### Goal of the exercise
Please recast everything from the start of the entries down to the line containing "122 91 L 117", that line included, as a numbered list without blank lines.

### Recorded data
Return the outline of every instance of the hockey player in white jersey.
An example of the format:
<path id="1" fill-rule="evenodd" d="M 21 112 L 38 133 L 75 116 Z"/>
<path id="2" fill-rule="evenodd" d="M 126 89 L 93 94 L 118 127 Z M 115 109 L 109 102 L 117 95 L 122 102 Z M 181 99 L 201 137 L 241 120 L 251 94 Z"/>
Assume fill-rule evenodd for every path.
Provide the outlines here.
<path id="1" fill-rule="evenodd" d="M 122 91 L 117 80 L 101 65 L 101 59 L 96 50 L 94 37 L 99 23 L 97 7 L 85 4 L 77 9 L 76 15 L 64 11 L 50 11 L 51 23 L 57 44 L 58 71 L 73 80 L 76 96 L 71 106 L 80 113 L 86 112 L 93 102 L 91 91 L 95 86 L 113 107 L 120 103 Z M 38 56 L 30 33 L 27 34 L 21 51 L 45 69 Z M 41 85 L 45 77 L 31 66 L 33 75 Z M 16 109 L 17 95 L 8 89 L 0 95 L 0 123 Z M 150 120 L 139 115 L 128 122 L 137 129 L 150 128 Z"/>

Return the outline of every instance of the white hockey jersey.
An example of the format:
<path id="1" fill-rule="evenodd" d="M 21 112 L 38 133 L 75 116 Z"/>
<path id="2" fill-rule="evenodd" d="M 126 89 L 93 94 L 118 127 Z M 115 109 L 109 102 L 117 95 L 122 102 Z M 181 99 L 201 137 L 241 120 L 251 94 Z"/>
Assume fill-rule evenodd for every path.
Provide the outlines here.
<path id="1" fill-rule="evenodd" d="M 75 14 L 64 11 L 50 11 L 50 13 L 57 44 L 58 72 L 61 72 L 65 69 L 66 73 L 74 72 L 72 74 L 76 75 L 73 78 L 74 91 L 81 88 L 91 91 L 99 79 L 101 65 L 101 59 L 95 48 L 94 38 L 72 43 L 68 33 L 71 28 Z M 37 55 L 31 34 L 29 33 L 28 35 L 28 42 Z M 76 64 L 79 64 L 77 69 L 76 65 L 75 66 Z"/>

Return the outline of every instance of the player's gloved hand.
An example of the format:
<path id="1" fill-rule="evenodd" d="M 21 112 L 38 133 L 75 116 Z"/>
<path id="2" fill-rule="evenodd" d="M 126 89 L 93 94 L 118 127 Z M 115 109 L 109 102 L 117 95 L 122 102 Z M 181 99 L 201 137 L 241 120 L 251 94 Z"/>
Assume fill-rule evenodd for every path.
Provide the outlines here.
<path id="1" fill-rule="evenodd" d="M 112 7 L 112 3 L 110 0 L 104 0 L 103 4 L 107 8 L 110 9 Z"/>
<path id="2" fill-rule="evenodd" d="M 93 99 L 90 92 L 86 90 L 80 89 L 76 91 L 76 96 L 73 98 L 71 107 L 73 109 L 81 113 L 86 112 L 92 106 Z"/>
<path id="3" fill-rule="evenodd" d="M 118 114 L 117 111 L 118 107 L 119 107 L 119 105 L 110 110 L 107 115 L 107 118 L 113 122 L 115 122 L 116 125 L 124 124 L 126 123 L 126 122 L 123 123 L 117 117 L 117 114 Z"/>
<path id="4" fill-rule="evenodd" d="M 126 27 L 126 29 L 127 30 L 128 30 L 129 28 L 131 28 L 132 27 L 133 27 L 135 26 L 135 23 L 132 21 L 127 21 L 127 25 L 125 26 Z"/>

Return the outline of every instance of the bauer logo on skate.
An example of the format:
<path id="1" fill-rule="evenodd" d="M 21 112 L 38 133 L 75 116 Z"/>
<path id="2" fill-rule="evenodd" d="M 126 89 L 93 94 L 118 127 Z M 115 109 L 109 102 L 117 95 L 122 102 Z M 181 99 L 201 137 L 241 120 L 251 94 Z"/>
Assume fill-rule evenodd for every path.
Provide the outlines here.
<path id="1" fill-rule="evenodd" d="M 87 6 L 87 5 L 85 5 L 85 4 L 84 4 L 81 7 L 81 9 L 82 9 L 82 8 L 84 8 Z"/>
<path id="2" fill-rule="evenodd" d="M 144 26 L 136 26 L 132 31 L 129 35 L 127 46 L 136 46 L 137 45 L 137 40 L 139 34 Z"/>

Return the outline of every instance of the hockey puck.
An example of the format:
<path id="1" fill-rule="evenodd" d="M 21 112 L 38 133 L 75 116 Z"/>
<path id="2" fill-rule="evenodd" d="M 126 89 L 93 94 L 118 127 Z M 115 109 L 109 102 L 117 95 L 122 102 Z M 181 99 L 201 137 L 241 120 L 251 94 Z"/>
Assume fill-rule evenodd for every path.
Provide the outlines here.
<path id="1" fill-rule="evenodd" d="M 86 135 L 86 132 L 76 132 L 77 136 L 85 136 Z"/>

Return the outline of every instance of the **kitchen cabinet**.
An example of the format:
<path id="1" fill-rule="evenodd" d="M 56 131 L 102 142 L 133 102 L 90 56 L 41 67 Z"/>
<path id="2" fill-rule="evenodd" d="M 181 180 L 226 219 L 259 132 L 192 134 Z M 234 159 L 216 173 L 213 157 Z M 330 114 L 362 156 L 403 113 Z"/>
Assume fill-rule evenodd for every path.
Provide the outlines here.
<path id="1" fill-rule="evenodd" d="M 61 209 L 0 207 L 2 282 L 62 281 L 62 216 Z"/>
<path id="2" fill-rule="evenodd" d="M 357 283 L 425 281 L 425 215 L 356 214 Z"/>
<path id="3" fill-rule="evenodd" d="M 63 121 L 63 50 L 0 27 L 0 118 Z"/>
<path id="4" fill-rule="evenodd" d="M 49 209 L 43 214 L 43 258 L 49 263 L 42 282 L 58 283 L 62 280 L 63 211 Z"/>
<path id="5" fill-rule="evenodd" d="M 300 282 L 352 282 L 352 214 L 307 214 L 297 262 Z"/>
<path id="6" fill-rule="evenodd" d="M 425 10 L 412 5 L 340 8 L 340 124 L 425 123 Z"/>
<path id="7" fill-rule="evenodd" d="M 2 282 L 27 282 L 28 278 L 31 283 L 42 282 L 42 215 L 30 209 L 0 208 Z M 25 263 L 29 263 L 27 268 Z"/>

### Exercise response
1. Return the outline of every instance of the hockey player in white jersey.
2. An example of the format:
3. <path id="1" fill-rule="evenodd" d="M 21 112 L 38 133 L 75 116 Z"/>
4. <path id="2" fill-rule="evenodd" d="M 126 89 L 93 94 L 118 127 Z M 115 109 L 109 102 L 117 95 L 122 102 Z M 181 99 L 201 137 L 241 120 L 251 94 Z"/>
5. Assume fill-rule evenodd for every path.
6. Provide the outlines here.
7. <path id="1" fill-rule="evenodd" d="M 122 91 L 117 80 L 101 65 L 101 59 L 96 50 L 94 37 L 99 23 L 97 7 L 85 4 L 77 9 L 76 15 L 64 11 L 50 11 L 51 23 L 57 44 L 58 71 L 73 80 L 76 96 L 71 106 L 80 113 L 86 112 L 93 102 L 91 91 L 95 86 L 113 107 L 120 103 Z M 38 56 L 30 33 L 27 34 L 21 51 L 45 69 Z M 41 85 L 45 77 L 31 66 L 33 75 Z M 16 109 L 17 95 L 8 89 L 0 95 L 0 123 Z M 150 120 L 139 115 L 128 122 L 137 129 L 150 128 Z"/>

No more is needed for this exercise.